Republicanos
e democratas recusam comparar supremacistas brancos a contra-manifestantes. Conselho industrial da Casa Branca é desmantelado após vaga de demissões.
João
Ruela Ribeiro | Público
O
ciclo parece repetir-se ao sabor de cada controvérsia que envolve Donald Trump
desde que chegou à Casa Branca. Rebenta um acontecimento, o Presidente faz
comentários (chocantes para uns, politicamente incorrectos para outros),
republicanos e democratas unem-se na condenação a Trump e, pelo meio, há gente
a bater com a porta na Casa Branca. No fim do dia, a poeira assenta, as redes
sociais encontram uma nova indignação, e o magnata nova-iorquino mantém-se e
prepara o próximo tweet incendiário.
Nos
últimos dias o ciclo repetiu-se, com a violência protagonizada por elementos
ligados a movimentos de extrema-direita, neo-nazis e supremacistas brancos em
Charlottesville (Virgínia), que acabou por matar uma mulher de 32 anos. Os
principais protagonistas da política americana invadiram em peso as televisões,
as páginas dos jornais, as ondas da rádio, os sites noticiosos e as
redes sociais em geral, para transmitir uma mensagem que poucos pensavam ser
necessário repetir em 2017: não se pode comparar o comportamento de racistas e
neo-nazis com as acções de quem os combate.
“A
América deve rejeitar sempre a intolerância racial, o anti-semitismo, e o ódio
em todas as suas formas”, afirmaram os dois últimos Presidentes republicanos,
George Bush e George W. Bush. Antes, o filho e irmão dos dois antigos
Presidentes, Jeb Bush, foi um dos que criticou abertamente a “ambivalência” de
Trump. “Peço ao Presidente Trump que una o país, e não que divida a culpa pelos
acontecimentos em Charlottesville”, disse o ex-candidato presidencial.
O
senador republicano John McCain, habitual crítico de Trump, disse que “não deve
haver equivalência moral entre racistas e americanos que se levantam para
combater o ódio e a intolerância. O Presidente dos Estados Unidos deve
dizê-lo.” As críticas ao discurso de Donald Trump estenderam-se até à cúpula do
partido que apoiou a sua candidatura. O speakerdo Congresso, Paul Ryan,
afirmou que “não pode haver ambiguidade moral” e o líder da maioria
republicana, Steve Scalise, apelou ao combate contra “a supremacia branca e
todas as formas de ódio”.
--------------------------------
**Instruções da tarefa**
Continua a notícia sobre as reações aos comentários de Trump acerca de Charlottesville a partir da última frase apresentada. As entradas não fazem falta para este trabalho.

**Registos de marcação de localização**
--------------------------------
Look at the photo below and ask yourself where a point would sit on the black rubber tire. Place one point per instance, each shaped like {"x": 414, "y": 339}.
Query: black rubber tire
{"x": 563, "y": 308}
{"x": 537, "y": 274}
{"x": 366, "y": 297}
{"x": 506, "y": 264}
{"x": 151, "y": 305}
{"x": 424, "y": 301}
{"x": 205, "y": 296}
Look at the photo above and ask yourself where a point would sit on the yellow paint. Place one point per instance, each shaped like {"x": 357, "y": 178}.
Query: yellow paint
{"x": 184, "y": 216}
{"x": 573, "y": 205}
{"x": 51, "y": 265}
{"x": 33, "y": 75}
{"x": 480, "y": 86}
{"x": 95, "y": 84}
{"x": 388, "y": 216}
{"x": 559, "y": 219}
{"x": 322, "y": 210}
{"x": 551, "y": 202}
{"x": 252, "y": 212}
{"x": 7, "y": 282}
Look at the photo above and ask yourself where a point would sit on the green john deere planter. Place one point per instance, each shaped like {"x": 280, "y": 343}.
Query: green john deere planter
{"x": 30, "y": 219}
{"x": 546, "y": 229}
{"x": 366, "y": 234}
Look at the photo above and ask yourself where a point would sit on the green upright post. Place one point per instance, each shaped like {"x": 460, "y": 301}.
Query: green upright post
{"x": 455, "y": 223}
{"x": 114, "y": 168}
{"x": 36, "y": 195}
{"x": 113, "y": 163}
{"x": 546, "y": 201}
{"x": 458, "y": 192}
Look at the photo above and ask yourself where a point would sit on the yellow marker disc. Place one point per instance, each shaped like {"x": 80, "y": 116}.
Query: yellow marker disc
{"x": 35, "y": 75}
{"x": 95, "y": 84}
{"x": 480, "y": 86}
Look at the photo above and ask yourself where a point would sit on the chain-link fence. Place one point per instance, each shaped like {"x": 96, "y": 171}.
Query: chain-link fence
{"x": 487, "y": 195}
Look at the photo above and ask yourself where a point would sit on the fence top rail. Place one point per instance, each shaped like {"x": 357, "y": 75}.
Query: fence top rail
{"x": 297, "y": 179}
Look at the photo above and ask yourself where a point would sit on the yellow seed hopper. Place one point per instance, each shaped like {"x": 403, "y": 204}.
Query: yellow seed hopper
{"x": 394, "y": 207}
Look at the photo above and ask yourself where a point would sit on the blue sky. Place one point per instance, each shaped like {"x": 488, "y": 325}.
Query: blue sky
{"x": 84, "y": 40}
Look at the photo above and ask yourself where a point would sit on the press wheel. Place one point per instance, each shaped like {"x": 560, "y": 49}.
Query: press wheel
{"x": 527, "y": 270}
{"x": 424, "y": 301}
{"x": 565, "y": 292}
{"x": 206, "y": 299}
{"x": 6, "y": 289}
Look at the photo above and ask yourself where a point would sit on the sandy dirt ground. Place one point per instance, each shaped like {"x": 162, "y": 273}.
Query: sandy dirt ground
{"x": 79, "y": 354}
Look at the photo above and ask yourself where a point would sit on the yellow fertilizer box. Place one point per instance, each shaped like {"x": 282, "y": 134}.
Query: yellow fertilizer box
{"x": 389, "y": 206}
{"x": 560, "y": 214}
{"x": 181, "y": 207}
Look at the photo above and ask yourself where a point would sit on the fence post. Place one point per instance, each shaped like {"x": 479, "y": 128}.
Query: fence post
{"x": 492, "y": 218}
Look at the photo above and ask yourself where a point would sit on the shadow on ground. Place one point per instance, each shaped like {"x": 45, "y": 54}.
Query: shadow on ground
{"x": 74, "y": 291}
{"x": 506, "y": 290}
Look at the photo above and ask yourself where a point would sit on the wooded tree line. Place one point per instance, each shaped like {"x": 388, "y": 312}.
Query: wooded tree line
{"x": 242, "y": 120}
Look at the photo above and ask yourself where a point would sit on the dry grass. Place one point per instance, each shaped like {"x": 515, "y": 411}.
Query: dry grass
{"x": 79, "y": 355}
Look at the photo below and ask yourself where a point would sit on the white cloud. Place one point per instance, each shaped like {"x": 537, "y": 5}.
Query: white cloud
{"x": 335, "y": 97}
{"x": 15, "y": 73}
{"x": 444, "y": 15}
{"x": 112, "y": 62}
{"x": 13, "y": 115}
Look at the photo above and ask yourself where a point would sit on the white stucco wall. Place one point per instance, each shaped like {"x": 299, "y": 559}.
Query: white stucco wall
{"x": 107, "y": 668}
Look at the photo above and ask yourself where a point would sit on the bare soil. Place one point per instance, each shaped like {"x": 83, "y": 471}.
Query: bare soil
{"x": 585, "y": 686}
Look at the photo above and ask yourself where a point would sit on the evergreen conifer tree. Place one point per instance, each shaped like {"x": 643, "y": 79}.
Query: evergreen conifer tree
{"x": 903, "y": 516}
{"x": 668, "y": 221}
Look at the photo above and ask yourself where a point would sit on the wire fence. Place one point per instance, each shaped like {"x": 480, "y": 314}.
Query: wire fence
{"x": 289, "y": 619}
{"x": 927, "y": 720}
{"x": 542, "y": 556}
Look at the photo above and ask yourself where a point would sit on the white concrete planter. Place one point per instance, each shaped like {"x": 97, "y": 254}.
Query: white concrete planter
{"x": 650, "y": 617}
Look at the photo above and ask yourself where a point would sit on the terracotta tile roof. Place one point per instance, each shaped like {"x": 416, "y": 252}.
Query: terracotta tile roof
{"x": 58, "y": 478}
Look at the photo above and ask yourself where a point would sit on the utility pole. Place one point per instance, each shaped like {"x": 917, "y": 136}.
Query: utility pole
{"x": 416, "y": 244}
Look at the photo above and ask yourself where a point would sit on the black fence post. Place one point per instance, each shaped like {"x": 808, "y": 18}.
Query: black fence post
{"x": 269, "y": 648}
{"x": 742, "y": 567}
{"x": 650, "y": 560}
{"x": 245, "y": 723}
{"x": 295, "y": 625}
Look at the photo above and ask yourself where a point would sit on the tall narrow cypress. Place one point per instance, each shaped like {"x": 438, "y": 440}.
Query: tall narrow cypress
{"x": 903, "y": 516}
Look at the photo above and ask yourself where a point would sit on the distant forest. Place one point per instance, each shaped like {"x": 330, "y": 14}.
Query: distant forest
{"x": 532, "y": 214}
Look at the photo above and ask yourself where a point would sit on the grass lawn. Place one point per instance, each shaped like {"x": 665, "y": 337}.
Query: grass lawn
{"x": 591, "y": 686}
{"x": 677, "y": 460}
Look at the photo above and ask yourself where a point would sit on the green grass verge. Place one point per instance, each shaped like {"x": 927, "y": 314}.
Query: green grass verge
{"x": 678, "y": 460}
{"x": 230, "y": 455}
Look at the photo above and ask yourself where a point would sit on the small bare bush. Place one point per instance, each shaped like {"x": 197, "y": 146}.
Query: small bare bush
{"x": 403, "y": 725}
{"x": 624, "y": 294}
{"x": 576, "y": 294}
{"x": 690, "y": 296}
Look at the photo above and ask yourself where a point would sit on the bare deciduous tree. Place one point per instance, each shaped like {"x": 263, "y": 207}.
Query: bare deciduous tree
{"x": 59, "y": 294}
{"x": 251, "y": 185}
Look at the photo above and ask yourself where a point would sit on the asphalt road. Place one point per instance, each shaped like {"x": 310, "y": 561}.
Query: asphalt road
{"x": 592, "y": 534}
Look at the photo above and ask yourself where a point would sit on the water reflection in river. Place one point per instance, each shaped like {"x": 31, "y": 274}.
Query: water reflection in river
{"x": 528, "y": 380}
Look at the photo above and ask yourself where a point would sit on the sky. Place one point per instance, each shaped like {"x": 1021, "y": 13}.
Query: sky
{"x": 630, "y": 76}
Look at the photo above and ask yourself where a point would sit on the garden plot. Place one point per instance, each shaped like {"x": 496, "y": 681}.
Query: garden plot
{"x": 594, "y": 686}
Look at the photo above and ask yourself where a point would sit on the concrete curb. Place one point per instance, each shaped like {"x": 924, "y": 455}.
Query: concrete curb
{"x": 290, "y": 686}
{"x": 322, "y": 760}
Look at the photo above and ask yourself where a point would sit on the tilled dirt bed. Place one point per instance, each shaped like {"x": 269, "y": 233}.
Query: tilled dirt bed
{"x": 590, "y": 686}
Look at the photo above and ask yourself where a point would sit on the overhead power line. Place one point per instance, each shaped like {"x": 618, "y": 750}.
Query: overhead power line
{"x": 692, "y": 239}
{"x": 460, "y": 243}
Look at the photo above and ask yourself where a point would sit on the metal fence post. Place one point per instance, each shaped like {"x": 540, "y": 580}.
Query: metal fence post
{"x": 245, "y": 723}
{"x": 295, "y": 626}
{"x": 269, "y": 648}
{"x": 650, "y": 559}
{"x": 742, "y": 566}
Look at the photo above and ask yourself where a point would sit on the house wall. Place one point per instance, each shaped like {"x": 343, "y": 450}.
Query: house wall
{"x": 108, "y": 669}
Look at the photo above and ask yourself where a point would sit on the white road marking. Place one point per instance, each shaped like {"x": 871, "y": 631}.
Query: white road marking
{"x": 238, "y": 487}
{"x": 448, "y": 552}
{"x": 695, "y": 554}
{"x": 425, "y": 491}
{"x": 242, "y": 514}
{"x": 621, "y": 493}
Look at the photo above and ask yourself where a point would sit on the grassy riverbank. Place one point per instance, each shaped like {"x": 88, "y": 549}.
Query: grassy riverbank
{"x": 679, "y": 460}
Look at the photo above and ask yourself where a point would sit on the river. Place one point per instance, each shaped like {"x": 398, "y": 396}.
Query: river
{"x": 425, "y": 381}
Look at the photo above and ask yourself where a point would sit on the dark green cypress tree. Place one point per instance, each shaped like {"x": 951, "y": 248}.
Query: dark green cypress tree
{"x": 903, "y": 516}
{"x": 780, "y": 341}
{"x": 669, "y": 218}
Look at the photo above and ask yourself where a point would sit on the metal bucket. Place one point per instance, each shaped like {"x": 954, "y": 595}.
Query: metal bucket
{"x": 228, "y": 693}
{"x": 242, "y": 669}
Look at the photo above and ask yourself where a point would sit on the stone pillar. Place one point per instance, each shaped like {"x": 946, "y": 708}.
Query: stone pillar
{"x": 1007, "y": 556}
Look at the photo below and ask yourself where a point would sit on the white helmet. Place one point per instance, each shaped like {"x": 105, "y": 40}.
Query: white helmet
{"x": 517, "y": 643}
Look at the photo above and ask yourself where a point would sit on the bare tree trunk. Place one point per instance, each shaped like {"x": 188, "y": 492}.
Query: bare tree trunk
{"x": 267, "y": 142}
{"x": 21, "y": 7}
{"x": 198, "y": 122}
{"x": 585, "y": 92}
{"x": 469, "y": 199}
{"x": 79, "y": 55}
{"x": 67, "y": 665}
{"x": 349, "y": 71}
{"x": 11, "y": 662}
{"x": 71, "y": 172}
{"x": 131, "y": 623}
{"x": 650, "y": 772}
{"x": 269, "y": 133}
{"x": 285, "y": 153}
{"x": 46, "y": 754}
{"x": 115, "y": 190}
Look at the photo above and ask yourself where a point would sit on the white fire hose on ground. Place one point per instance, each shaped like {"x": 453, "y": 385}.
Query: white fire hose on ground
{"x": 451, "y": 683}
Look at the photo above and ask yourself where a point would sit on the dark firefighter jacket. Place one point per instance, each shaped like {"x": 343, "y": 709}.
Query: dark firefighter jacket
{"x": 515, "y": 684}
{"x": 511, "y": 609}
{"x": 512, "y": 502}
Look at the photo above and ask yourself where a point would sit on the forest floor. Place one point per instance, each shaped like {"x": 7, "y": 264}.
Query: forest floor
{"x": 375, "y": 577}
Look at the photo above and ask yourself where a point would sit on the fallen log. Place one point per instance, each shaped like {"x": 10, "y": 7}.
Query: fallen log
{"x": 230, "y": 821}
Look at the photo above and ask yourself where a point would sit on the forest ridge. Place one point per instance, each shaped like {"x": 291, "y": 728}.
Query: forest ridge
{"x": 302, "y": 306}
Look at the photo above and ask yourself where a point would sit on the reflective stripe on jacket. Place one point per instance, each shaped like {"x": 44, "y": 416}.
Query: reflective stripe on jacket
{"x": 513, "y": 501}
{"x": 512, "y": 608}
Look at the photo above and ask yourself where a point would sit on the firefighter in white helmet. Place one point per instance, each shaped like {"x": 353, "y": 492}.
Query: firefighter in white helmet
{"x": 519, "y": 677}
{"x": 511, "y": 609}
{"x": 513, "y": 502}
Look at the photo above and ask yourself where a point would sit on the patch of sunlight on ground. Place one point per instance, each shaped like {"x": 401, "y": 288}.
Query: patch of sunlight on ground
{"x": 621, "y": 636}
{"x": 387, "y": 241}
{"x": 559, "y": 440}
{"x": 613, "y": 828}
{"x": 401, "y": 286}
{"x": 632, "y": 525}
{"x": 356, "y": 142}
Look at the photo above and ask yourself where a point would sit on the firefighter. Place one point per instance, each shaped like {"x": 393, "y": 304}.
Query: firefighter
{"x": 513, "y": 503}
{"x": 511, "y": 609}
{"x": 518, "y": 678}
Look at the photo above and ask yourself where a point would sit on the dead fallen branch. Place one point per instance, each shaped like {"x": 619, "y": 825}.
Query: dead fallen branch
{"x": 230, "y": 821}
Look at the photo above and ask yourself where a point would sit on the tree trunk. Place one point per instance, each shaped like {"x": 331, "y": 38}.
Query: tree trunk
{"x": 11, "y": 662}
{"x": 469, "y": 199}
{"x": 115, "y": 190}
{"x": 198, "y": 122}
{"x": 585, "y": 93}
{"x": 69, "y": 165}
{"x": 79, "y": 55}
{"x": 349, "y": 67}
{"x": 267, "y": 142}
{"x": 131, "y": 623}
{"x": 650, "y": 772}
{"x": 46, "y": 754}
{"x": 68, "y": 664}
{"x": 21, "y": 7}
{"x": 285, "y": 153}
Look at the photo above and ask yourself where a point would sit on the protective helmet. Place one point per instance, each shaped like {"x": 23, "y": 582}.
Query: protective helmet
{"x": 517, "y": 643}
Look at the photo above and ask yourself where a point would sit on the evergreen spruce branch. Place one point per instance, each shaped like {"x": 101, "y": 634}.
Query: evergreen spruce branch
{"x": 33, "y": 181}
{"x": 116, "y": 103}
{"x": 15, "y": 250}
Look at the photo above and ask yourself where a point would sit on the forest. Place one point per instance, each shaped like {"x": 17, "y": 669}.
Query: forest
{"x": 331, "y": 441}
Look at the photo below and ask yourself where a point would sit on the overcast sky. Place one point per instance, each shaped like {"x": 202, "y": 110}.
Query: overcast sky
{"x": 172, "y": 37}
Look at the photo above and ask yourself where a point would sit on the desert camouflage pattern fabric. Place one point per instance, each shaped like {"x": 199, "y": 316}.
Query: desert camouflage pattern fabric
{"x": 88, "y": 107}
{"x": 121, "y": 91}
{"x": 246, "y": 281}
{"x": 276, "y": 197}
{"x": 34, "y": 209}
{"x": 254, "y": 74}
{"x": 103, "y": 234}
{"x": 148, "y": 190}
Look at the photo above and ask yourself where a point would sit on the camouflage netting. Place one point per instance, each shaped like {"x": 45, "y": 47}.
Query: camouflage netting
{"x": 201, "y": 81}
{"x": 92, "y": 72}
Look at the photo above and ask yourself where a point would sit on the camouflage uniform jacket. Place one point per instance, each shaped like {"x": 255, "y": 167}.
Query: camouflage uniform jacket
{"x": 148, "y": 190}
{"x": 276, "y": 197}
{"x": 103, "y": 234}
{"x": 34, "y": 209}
--------------------------------
**Resposta à tarefa**
Entre
os democratas, a crítica foi obviamente ainda mais directa. “Quando [o ex-líder
do Ku Klux Klan] David Duke e os supremacistas brancos festejam os seus
comentários é porque está a fazer algo de muito, muito errado”, disse o líder
da minoria democrata no Senado, Chuck Schumer.
Há
muitas formas de expressar o mesmo sentimento, mas Donald Trump não escolheu
nenhuma delas. Na terça-feira, uma conferência de imprensa na Trump Tower, em
Nova Iorque, convocada para apresentar o seu projecto de construção de infraestruturas, transformou-se numa azeda troca de
palavras entre o Presidente dos Estados Unidos e vários jornalistas,
que pareciam não acreditar no que ouviam.
“Penso
que há culpas em ambos os lados”, disse Trump, repetindo a expressão que
utilizou na primeira ocasião em
que reagiu publicamente aos confrontos violentos de Charlottesville no
sábado. Seguiram-se várias tentativas até ser emitida uma condenação
considerada “presidencial”. Pressionado a condenar expressamente os actos de
violência perpetrados por membros de grupos neo-nazis e supremacistas brancos,
a Casa Branca divulgou um curto
comunicado não atribuído a Trump, com uma gralha na primeira versão.
Quase 48 horas depois da morte de Heather Heye, atropelada de forma intencional
por um defensor da supremacia
branca, Trump denunciou
finalmente o “KKK, supremacistas brancos e outros grupos de ódio”.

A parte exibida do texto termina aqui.